* [Collected data]:
▼▼▼
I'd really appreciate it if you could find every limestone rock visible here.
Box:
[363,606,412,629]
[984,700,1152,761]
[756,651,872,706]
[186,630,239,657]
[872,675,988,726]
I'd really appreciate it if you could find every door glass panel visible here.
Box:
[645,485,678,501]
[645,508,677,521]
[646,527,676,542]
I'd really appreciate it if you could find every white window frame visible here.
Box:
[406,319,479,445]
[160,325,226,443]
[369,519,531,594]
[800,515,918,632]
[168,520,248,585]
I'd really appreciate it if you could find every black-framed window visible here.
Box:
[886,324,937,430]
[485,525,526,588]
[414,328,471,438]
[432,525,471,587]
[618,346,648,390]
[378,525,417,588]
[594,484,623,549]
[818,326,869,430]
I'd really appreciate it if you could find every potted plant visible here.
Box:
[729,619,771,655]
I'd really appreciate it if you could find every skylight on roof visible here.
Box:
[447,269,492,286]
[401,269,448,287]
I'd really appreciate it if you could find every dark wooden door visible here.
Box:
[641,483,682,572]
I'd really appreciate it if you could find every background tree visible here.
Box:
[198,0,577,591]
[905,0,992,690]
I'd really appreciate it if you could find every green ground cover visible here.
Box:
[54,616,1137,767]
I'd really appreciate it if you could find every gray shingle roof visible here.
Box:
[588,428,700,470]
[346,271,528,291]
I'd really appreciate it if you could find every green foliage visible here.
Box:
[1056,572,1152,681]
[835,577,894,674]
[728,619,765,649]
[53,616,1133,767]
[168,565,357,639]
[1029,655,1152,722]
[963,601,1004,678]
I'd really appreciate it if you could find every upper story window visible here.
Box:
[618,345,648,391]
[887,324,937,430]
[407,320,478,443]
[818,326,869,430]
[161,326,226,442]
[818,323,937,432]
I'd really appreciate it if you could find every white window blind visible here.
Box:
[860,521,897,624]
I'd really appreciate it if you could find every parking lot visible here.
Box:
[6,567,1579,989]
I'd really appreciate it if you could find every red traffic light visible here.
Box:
▲▲▲
* [Action item]:
For each record above, output it exactly as written.

* [Expected answer]:
I'd really appreciate it if you could find every limestone rock visible here.
Box:
[363,606,412,629]
[984,700,1152,761]
[756,651,872,706]
[186,630,239,657]
[872,675,988,726]
I'd really appreciate it if you could find every door glass panel visible here.
Box:
[645,485,678,501]
[645,508,677,521]
[646,527,676,542]
I'd really appreciate it if you could find every white window frame visible here.
Box:
[406,319,479,445]
[160,325,226,443]
[369,519,531,594]
[800,515,918,632]
[168,520,248,585]
I'd really appreciate it if you could find every black-framed window visible here.
Box:
[886,324,937,430]
[485,525,526,588]
[414,328,471,438]
[432,525,471,587]
[618,346,648,390]
[378,525,417,588]
[594,484,623,549]
[818,326,869,430]
I'd really appreciate it if you could find every potted plant visible here.
Box:
[729,619,771,655]
I'd really appreciate it if you could find every skylight on roof visible here.
Box:
[447,269,492,286]
[401,269,448,287]
I'd really appreciate it if you could find every dark wooden door visible here.
Box:
[641,483,682,572]
I'd really appreciate it if you could find every background tree visible here.
Box:
[198,0,577,591]
[905,0,992,690]
I'd really appreciate it if you could find every green ground cover visible here.
Box:
[54,616,1137,767]
I'd really appreciate it if you could find every gray shingle roof visible here.
Box:
[588,428,700,470]
[346,271,528,291]
I'd really appreciate it if you could find every green foliage visible here.
Box:
[1056,572,1152,681]
[835,577,894,674]
[728,619,765,649]
[53,616,1133,767]
[168,565,357,639]
[1029,655,1152,722]
[963,601,1004,678]
I'd really appreciate it if you could find every upper story window visible here.
Box:
[618,345,648,391]
[887,324,937,430]
[407,320,478,443]
[818,326,869,430]
[161,326,226,442]
[818,323,937,432]
I'd really appreciate it if you could find every white window blind visible here.
Box:
[860,521,897,624]
I'd really appreciate it if you could find every parking lot visible here.
Box:
[6,567,1579,989]
I'd really appreciate it if you could find every red traffic light visible here.
Box:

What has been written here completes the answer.